# Where do you keep your puppies ?



## twyla (Apr 28, 2010)

I have used a puppy pen also known as an xpen


----------



## twyla (Apr 28, 2010)

https://www.chewy.com/frisco-dog-exercise-pen-step-through/dp/125048?utm_campaign=pr&utm_source=criteo&utm_medium=display


----------



## lily cd re (Jul 23, 2012)

We used baby gates but I suppose Becky might be too small and just squeeze through (my mom's mini did when he was a pup). Can you put her in a bathroom or the laundry room?


----------



## Dechi (Aug 22, 2015)

lily cd re said:


> We used baby gates but I suppose Becky might be too small and just squeeze through (my mom's mini did when he was a pup). Can you put her in a bathroom or the laundry room?


I have a baby gate and started using it to close my living room. But even in the living room, she’s a handful, she squeezes behind the sofas, tries to eat electric cords and so forth.

I have a big wire crate, big enough for a german shepard. Would it be okay if I put it in my living room you think ?


----------



## twyla (Apr 28, 2010)

that would probably work


----------



## lily cd re (Jul 23, 2012)

That should be fine as a short term confinement for a little mischief maker, no need to buy something if you already have a tool that will work.


----------



## Verve (Oct 31, 2016)

Dechi said:


> I have a baby gate and started using it to close my living room. But even in the living room, she’s a handful, she squeezes behind the sofas, tries to eat electric cords and so forth.
> 
> I have a big wire crate, big enough for a german shepard. Would it be okay if I put it in my living room you think ?


That would definitely work!


----------



## glorybeecosta (Nov 11, 2014)

I pin mine in the kitchen with a gat about 1.5 ft. tall and there are 2 entrances from my kitchen so they run from on to the other to watch me. If I am really busy or running late I will still put them there today. When I am not home they are there as well


----------



## zooeysmom (Jan 3, 2014)

I had to crate Maizie for periods in the day in our family room. She was like Beckie, into everything, so I couldn't so much as shower without her being crated or babysat by a family member.

### USING THE INFORMATION:
**a.** Reproduce the puppy thread from "That should be" down to "(Oct 31, 2016)", swapping "mischief maker" for "troublemaker".
**b.** Answer these questions from the puppy thread:
(i) What is another name for the puppy pen twyla used?
(ii) How big is the wire crate Dechi has?
(iii) About how tall is the gate glorybeecosta uses in the kitchen?
**c.** Name each distinct user who appears as a post author in the puppy thread.

Stored data:

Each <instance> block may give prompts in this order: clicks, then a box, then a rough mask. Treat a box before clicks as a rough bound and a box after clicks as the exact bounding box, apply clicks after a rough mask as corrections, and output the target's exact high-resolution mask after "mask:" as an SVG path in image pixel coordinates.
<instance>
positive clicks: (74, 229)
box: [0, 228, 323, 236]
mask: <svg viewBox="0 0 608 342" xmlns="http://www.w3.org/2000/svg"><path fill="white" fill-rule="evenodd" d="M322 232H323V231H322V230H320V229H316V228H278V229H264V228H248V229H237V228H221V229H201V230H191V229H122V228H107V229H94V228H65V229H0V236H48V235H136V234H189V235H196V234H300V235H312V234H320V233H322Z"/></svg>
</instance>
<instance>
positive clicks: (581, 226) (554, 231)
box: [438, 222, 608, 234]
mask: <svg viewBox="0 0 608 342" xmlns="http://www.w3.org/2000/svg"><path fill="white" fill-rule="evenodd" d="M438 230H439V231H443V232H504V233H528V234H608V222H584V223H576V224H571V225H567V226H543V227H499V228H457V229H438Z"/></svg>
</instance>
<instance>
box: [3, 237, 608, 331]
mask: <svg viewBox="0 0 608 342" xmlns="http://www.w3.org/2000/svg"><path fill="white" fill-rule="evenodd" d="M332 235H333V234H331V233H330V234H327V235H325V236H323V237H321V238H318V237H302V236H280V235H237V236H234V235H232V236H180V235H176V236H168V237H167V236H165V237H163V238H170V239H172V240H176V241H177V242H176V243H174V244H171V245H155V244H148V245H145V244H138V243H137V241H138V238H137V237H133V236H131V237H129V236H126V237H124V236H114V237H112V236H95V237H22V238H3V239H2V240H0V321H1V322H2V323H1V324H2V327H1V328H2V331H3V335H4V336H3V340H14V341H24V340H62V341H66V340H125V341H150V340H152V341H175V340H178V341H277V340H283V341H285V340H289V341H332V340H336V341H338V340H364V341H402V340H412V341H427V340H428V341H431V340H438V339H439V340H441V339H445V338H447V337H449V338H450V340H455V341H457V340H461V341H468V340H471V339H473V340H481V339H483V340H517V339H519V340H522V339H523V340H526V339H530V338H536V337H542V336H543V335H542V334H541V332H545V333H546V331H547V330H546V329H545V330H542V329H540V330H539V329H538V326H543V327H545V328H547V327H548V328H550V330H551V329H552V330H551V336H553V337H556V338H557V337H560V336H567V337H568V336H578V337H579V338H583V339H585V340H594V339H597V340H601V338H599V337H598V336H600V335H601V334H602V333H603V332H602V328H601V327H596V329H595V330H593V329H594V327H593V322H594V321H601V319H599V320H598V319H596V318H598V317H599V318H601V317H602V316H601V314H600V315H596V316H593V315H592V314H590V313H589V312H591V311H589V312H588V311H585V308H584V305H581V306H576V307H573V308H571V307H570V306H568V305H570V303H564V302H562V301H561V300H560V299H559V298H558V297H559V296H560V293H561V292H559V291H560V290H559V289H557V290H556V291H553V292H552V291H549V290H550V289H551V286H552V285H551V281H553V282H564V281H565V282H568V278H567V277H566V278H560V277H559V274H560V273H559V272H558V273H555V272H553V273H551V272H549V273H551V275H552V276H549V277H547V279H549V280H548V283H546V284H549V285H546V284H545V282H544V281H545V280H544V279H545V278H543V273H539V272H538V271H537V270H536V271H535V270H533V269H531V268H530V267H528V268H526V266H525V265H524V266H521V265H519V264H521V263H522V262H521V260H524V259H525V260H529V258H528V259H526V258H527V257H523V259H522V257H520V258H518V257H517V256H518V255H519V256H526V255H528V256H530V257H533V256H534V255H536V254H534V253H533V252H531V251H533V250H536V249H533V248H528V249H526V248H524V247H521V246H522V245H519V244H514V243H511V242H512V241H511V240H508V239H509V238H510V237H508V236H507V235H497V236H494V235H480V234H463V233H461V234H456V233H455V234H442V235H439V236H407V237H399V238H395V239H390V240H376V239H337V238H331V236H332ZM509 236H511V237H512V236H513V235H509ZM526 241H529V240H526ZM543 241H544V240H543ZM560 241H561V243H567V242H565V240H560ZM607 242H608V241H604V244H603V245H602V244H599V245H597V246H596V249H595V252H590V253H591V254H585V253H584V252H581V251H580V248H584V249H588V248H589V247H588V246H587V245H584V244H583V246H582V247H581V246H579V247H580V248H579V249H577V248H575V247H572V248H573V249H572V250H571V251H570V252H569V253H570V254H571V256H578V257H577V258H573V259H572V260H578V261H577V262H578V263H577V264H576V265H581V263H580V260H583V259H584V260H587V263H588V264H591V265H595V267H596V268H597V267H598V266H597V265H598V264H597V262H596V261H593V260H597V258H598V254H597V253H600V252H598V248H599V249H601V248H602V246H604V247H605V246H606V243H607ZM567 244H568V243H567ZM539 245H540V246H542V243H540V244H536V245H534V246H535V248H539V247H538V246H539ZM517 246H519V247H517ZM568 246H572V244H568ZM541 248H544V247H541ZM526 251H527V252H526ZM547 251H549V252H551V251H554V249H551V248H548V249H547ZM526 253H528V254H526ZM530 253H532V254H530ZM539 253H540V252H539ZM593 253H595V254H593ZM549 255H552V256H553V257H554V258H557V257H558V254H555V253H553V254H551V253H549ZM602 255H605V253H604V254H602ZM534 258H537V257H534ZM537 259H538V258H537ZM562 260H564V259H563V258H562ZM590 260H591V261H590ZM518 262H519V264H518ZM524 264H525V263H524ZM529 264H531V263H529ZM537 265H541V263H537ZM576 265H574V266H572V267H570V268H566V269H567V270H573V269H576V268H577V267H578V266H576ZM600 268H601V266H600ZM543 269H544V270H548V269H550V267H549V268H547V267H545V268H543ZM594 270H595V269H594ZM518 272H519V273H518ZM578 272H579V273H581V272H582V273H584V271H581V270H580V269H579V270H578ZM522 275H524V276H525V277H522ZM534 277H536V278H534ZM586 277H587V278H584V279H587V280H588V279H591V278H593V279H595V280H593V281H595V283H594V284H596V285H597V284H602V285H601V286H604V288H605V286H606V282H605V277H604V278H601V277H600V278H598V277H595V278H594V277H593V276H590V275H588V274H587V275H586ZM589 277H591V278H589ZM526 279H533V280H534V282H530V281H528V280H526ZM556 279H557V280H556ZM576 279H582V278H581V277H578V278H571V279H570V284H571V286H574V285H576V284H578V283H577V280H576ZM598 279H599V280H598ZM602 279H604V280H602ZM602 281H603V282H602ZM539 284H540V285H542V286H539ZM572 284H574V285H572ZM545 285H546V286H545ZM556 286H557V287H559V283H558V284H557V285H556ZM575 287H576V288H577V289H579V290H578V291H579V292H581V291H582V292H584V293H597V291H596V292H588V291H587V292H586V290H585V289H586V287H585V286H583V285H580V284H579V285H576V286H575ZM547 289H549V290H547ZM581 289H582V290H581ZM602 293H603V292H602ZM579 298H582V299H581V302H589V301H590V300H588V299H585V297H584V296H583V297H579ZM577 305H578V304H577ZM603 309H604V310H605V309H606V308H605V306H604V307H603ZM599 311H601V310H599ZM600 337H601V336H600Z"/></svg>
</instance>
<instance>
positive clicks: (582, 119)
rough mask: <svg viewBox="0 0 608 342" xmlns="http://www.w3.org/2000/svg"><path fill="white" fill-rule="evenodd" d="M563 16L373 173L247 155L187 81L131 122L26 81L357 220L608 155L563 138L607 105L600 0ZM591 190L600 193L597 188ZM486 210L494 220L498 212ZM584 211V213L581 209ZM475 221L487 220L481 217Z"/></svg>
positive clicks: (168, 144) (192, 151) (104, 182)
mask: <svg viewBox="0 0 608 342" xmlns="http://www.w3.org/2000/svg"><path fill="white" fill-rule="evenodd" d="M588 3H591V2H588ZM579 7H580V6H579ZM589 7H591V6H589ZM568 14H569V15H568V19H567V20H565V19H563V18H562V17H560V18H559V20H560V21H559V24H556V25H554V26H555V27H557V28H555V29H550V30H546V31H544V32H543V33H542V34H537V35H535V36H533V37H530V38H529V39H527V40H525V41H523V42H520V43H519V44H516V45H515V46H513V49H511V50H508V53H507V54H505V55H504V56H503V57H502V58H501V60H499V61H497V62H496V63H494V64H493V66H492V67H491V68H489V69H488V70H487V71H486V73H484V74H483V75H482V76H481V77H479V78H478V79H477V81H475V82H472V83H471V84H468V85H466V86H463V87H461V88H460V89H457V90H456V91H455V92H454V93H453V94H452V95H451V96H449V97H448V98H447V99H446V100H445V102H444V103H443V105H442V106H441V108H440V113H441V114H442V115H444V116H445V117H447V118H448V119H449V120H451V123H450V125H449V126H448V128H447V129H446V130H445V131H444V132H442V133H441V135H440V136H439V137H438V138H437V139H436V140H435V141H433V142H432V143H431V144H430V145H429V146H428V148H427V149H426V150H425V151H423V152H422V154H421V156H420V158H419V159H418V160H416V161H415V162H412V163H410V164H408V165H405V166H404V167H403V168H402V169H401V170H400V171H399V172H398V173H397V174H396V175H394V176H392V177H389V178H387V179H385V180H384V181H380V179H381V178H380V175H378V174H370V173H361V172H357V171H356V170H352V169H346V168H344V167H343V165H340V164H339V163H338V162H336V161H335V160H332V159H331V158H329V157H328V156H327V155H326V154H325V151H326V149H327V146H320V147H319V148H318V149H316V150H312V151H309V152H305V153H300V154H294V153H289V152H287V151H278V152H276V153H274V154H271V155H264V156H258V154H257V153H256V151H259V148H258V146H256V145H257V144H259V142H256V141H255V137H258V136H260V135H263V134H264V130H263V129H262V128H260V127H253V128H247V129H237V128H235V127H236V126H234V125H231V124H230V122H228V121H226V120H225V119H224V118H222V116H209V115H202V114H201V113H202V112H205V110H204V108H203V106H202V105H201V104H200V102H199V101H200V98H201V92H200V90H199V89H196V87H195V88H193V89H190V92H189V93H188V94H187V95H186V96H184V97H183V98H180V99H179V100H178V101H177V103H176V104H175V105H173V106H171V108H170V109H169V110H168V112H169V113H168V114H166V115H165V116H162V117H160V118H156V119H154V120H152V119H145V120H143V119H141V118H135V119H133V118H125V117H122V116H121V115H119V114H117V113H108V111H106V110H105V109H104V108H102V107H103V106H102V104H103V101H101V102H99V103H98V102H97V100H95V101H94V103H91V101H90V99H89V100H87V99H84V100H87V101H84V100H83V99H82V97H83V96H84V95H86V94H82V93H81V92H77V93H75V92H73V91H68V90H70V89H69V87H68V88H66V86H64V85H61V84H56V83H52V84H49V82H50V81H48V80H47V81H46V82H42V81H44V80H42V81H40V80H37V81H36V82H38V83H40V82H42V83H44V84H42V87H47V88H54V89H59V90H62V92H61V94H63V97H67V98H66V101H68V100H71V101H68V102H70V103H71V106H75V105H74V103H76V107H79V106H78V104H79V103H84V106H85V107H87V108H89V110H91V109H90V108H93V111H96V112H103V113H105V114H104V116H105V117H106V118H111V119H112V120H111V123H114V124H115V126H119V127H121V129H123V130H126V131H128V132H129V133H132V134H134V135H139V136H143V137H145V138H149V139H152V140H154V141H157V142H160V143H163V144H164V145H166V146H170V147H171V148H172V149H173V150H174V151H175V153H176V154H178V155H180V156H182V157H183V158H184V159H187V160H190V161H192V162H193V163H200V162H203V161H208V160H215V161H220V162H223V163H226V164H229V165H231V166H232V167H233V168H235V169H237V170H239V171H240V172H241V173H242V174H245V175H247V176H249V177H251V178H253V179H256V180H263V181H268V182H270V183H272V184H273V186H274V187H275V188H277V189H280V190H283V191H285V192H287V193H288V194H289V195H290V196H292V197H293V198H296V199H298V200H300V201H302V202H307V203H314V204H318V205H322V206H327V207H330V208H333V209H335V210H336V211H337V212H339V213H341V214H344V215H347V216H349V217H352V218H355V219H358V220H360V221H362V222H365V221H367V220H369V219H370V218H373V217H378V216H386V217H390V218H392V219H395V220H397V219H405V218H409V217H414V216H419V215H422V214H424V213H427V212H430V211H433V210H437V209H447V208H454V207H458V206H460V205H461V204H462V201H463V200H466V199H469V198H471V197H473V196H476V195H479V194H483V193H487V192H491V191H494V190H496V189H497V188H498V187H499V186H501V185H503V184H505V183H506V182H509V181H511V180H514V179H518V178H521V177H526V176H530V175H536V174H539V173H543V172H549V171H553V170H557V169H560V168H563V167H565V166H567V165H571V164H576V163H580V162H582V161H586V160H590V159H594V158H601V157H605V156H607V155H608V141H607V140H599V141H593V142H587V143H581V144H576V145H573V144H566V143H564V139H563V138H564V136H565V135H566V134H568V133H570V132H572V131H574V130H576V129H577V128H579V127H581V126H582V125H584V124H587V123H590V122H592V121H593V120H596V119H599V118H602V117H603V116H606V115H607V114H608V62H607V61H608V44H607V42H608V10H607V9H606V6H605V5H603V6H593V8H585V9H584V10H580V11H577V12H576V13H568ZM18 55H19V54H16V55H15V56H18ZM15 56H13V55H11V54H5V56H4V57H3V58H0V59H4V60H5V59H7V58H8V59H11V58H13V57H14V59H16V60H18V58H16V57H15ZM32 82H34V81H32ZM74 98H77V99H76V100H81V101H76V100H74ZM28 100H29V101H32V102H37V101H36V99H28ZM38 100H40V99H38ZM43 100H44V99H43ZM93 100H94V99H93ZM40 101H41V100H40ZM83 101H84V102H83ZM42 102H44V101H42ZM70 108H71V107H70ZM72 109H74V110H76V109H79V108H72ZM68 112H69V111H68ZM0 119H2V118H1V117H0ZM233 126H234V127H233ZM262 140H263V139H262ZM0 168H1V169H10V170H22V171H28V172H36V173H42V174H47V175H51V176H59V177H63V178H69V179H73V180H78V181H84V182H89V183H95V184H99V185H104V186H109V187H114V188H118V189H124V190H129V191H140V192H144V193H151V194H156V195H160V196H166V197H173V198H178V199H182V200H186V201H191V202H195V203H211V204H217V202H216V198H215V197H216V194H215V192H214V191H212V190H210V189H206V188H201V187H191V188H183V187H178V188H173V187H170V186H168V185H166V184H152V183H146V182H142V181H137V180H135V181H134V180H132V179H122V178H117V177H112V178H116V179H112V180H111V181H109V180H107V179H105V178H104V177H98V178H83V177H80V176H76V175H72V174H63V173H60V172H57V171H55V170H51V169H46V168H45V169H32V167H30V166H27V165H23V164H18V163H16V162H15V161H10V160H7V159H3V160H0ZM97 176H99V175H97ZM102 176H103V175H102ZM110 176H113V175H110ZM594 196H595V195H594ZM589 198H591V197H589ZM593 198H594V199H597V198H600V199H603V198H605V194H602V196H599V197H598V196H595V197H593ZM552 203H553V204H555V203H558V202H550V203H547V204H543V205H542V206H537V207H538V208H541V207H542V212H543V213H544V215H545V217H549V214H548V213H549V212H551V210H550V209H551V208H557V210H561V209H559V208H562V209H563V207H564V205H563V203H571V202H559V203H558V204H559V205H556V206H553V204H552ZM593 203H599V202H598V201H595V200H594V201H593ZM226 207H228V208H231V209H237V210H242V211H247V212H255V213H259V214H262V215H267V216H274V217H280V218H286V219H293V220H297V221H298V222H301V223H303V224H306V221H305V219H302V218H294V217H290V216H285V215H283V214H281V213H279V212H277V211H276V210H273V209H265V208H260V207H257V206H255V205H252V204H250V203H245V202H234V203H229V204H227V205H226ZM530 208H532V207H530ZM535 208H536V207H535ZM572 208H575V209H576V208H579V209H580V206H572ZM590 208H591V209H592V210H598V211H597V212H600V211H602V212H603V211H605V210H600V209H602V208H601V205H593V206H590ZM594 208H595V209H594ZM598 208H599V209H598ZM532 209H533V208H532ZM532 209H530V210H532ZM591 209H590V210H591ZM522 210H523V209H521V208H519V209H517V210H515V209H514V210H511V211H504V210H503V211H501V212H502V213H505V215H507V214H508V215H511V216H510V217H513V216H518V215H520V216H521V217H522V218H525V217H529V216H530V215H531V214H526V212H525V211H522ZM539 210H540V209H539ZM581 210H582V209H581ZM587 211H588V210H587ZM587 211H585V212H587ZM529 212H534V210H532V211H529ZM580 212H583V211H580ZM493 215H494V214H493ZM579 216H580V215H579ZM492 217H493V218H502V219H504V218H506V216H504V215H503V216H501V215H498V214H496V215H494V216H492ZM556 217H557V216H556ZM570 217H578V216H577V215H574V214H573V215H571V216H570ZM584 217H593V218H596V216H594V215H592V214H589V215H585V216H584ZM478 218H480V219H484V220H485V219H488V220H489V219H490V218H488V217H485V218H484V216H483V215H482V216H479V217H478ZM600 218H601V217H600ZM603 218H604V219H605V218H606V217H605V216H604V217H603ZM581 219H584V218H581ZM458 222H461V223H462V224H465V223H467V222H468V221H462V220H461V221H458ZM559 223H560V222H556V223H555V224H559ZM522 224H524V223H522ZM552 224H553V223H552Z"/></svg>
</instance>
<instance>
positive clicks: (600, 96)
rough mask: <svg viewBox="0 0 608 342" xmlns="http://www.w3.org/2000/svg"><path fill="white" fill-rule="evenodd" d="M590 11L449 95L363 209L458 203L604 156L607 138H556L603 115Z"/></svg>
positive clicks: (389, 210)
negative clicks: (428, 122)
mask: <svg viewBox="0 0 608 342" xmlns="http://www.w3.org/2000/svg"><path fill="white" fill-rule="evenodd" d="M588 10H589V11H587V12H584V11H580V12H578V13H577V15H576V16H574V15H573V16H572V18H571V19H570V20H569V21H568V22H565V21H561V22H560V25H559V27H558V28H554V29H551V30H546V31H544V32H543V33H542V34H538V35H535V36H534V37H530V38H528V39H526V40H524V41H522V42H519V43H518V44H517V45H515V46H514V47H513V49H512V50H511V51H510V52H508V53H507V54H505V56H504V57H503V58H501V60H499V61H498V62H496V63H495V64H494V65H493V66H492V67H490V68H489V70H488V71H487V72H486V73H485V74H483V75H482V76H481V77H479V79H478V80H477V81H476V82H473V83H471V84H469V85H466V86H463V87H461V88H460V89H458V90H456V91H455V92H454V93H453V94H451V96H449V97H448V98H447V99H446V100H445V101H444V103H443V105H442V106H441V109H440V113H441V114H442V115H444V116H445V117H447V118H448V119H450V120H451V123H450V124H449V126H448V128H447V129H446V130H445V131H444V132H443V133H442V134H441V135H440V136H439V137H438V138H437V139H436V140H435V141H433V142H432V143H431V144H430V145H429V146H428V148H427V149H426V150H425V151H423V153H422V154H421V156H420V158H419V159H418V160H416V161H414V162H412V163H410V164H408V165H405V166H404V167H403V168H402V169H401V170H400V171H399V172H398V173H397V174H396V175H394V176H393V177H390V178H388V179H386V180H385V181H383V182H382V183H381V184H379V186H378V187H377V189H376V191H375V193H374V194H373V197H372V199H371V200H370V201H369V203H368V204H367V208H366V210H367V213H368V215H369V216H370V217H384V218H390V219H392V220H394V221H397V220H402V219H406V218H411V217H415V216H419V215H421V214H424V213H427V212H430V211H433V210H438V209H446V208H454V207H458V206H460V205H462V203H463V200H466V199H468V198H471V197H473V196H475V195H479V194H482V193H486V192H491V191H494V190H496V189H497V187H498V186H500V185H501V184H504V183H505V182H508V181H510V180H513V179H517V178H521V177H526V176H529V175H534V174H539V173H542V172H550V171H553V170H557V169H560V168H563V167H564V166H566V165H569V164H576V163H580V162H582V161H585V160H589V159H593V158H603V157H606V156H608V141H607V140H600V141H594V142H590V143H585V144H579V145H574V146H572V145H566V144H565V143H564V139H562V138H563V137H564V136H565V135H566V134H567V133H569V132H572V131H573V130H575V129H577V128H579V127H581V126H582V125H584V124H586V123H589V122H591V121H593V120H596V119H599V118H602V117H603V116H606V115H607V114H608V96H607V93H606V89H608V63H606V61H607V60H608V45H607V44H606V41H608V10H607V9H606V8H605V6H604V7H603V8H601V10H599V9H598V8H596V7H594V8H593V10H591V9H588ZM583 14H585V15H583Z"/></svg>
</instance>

### RESULTS OF THE EXERCISE:
**a.**
That should be fine as a short term confinement for a little troublemaker, no need to buy something if you already have a tool that will work.


----------



## Verve (Oct 31, 2016)

**b.**
(i) An xpen.
(ii) Big enough for a german shepard.
(iii) About 1.5 ft.

**c.** twyla, lily cd re, Dechi, Verve, glorybeecosta, zooeysmom